(PASSAGE TO READ begins)

1. The Nebula Awards Showcase. There are countless “Best Of…” anthologies out there somewhere, and the rival SF lovers’ Hugo Awards is coming out with an anthology again after a long absence from the market. But they’re going to have to go a long way to beat the Nebulas, which has been impressing hell out of me for the last several years. If you want your finger on the pulse of the best new ideas in science fiction and fantasy now, this is an excellent place to start.
There are so many more, though. What did I miss?
“Future on Fire” and “Future on Ice,” two anthologies of science fiction edited by Orson Scott Card. He gathered what he considered the more meaningful, significant, disturbing, engaging, and otherwise over-looked stories of the 80s. Absolutely wonderful books, that are very unknown.
“The Ascent of Wonder: The Evolution of Hard SF,” edited by David G Hartwell and Kathryn Cramer. It’s an anthology of some of the greatest SF stories ever told.

(PASSAGE TO READ ends)

• [WHAT THIS EXERCISE ASKS]
A – Transcribe the anthology recommendations from "1. The Nebula" up to and including "place to start.".
B – Extend the anthology recommendations with new text that begins after their final sentence.
The data has no connection to the anthology recommendations.

(DATA BELOW begins)

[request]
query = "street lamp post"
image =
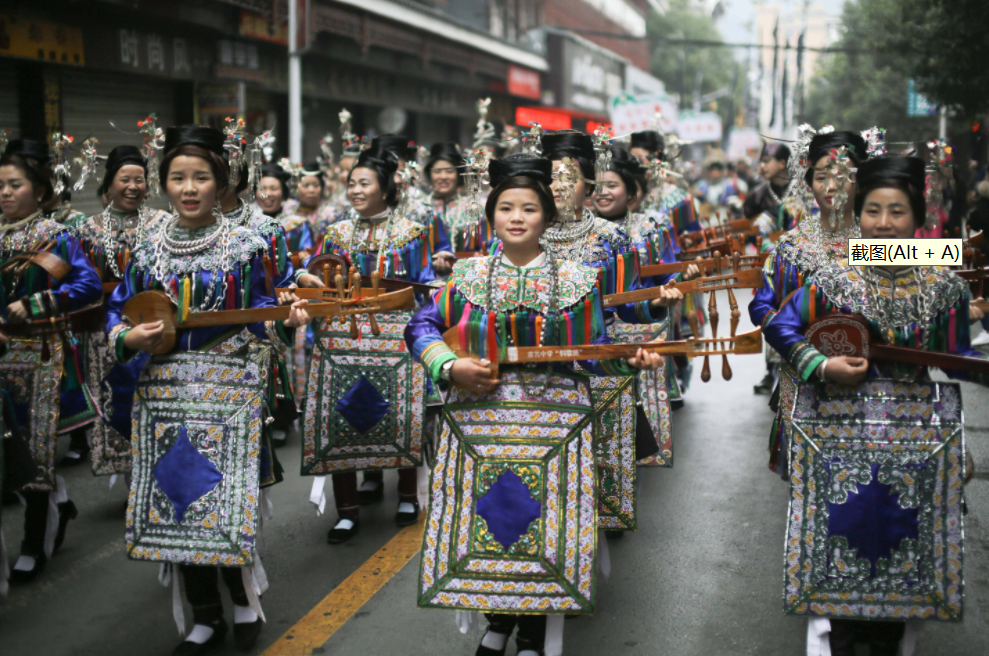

(DATA BELOW ends)

• [ANSWERS TO THIS EXERCISE]
A –
1. The Nebula Awards Showcase. There are countless “Best Of…” anthologies out there somewhere, and the rival SF lovers’ Hugo Awards is coming out with an anthology again after a long absence from the market. But they’re going to have to go a long way to beat the Nebulas, which has been impressing hell out of me for the last several years. If you want your finger on the pulse of the best new ideas in science fiction and fantasy now, this is an excellent place to start.

B –
It’s sort of guilding the lily, but ‘Again, Dangerous Visions’, is also excellent, and has the official *last ever* short story written by Kurt Vonnegut. He wrote plenty of novels afterward, but his short story in A,DV ‘The Big Space F*ck* (yes, that’s really the title) was the last short-form thing he ever did. All the short-story ideas he had after that were given to Kilgore Trout.
You can’t leave out “The Science Fiction Hall of Fame”.
http://en.wikipedia.org/wiki/The_Science_Fiction_Hall_of_Fame,_Volume_One,_1929%E2%80%931964
I’m a sucker for Ursula K. LeGuin – and thus have mad love for all her anthologies -but there are two that really stand out. First is Buffalo Gals and Other Animal Presences – gathering all her (as of 1987) ainmal and plant themed short stories interspered with her usual thought-provoking, enlightening and funny introductions, grouped in thematic categories, capped by the new (at the time) Novella Buffalo Gals, Won’t You Come Out Tonight an eternal favourie of mine. The second is Changing Planes – the collected observations of a narrator using “The Sita Dulip method” which chanels “a specific combination of tense misery, indigestion, and boredom” found in (pre-9/11) airports to change planes – no, not airplanes, Dimentions. The result has been justifiably very favorably compared to Gulliver’s Travels.
I’m very tempted to put Always Coming Home on here too -which is silly, because although it says it’s a novel and reads a bit like an anthology, it is in fact an Ethnography, and nobody will ever tell me different.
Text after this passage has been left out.